[Start of section]
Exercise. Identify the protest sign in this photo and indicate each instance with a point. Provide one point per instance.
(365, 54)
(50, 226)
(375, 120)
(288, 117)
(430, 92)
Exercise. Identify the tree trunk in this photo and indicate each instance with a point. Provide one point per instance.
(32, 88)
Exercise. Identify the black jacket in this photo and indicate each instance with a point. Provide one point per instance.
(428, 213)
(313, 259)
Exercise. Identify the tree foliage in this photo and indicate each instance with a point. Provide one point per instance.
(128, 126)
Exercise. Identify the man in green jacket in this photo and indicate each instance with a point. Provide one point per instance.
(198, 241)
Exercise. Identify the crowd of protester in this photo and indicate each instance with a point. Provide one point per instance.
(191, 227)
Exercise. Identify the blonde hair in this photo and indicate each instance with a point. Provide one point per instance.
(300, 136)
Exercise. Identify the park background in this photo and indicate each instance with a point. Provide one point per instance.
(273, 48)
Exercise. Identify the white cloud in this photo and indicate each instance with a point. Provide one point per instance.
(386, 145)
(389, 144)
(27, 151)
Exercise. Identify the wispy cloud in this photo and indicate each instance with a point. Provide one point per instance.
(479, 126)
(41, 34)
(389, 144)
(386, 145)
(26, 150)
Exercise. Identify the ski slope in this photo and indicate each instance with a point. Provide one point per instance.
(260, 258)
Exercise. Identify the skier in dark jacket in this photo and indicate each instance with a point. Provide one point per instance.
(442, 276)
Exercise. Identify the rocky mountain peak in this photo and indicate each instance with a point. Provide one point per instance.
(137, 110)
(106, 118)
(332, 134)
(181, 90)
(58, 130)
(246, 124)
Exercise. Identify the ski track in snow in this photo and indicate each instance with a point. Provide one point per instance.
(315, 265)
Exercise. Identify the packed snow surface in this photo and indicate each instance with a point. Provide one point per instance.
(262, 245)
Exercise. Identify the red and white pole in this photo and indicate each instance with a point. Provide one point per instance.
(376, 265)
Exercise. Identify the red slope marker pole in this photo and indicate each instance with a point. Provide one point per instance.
[End of section]
> [Exercise] Return every entry exactly.

> [Result below]
Exercise. Identify the protest sign in this photo and indicate each instance with a point. Provide one point per instance.
(365, 54)
(50, 226)
(375, 120)
(288, 117)
(430, 92)
Exercise. Identify the tree trunk in this photo and indicate each instance with a point. Provide one point per instance.
(32, 88)
Exercise. Identify the black jacket in this photo and indicate each instance with a point. Provide one point per instance.
(428, 213)
(313, 259)
Exercise. Identify the tree foliage in this photo and indicate each instance with a point. Provide one point per instance.
(128, 126)
Exercise. Identify the man in green jacket in this photo and indicate each instance with a point. Provide one point per instance.
(198, 241)
Exercise. Identify the crowd of protester in this photo and indicate each instance with a point. Provide one point per instance.
(191, 227)
Exercise. Identify the blonde hair in this photo and indicate each instance with a point. Provide one point per instance.
(300, 136)
Exercise. Identify the park background in this photo and indicate each instance with a point. Provide one point per instance.
(273, 48)
Exercise. Identify the white cloud in this photo and indicate each instance with a point. Provide one point per instance.
(386, 145)
(389, 144)
(27, 151)
Exercise. Identify the wispy cloud in this photo and indicate each instance with a point. Provide one point per instance.
(479, 126)
(41, 34)
(389, 144)
(386, 145)
(26, 150)
Exercise. Identify the ski slope in this photo and indicate each instance with a point. Provide one point per instance.
(260, 258)
Exercise. Identify the skier in dark jacket in this photo and indicate each instance with a point. Provide one point per instance.
(442, 276)
Exercise. Identify the rocky mountain peak in this photo and indicate each instance with a point. Provide one point per instance.
(137, 110)
(106, 118)
(332, 134)
(181, 90)
(58, 130)
(246, 124)
Exercise. Identify the ski track in snow in this photo and indicate each instance with a point. Provide one point per instance.
(315, 265)
Exercise. Identify the packed snow surface in this photo and indicate each instance with a point. Provide one point per instance.
(262, 245)
Exercise. Identify the red and white pole in this photo and indicate each instance with a point. Provide one point per instance.
(376, 265)
Exercise. Identify the red slope marker pole in this photo and indicate each instance with a point. Provide one point per instance.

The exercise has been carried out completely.